TASK OBJECTIVE -
Reproduce each of the items below word for word, leaving out the pictures.

PROVIDED RECORDS -
━━━━━━━━━━

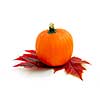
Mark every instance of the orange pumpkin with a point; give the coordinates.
(54, 46)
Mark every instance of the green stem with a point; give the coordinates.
(51, 29)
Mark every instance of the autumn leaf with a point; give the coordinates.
(30, 60)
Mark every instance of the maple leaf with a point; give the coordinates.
(74, 66)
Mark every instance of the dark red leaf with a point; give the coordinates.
(24, 64)
(70, 69)
(20, 58)
(85, 62)
(74, 66)
(75, 60)
(31, 51)
(57, 69)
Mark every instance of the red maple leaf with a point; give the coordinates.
(74, 66)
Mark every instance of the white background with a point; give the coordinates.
(20, 23)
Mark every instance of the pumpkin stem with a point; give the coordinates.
(51, 28)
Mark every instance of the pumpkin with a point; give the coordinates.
(54, 46)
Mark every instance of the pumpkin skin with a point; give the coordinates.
(54, 48)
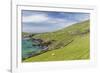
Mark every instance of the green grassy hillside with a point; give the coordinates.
(71, 43)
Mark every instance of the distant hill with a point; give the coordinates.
(70, 43)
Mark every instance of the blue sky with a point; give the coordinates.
(44, 21)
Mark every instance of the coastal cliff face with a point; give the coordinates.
(59, 41)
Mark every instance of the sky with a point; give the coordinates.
(48, 21)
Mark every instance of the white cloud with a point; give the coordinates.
(35, 18)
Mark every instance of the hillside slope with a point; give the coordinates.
(71, 43)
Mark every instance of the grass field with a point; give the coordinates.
(71, 43)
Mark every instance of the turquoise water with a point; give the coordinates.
(28, 49)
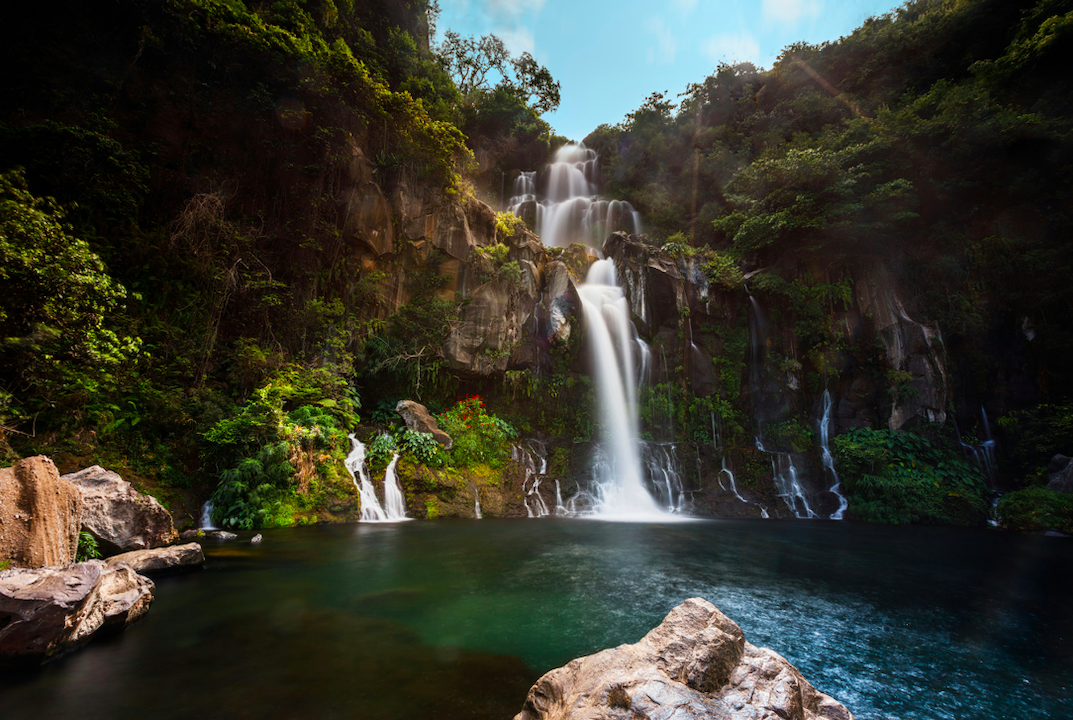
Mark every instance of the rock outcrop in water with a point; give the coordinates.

━━━━━━━━━━

SOLUTION FOR THIS EXERCISE -
Mark every instance of the orange pumpkin with a point; give the coordinates.
(54, 46)
Mark every instance of the green stem with a point; give the coordinates.
(51, 29)
Mark every instance of the autumn leaf with a point; give the coordinates.
(30, 60)
Mark every instance of the maple leaf with a point; give the coordinates.
(74, 66)
Mark every instance of the dark red leaf with a point; give the coordinates.
(24, 64)
(70, 69)
(20, 58)
(85, 62)
(74, 66)
(75, 60)
(31, 51)
(57, 69)
Mark every instance of the red maple leaf with a point; give the coordinates.
(74, 66)
Mark every instance of the white background with a point; give the coordinates.
(20, 23)
Mark every instance of the pumpkin stem with a point; give the coordinates.
(51, 28)
Mark every instance of the pumpkin with a point; give the coordinates.
(54, 46)
Mark every instance of the pumpkin skin with a point; give the coordinates.
(54, 48)
Mark every instance of the green grassy hillside with a point; give the coordinates.
(71, 43)
Mark every instance of the distant hill with a point; give the coordinates.
(70, 43)
Mark every instance of the blue sky with a point; give the coordinates.
(44, 21)
Mark every instance of the coastal cliff face with a point; give the coordinates.
(59, 41)
Mark every instance of the sky with a point; give the coordinates.
(48, 21)
Mark every instance of the white cloud with a point; give the coordinates.
(35, 18)
Mark every instance of the hillside slope with a point; give the coordinates.
(71, 43)
Mark every instance of the grass field with a point; give the coordinates.
(71, 43)
Mark every instance of the turquoise water with a point; give the coordinates.
(28, 49)
Mark every instance of the rock outcrop in water with a point; give the coordinates.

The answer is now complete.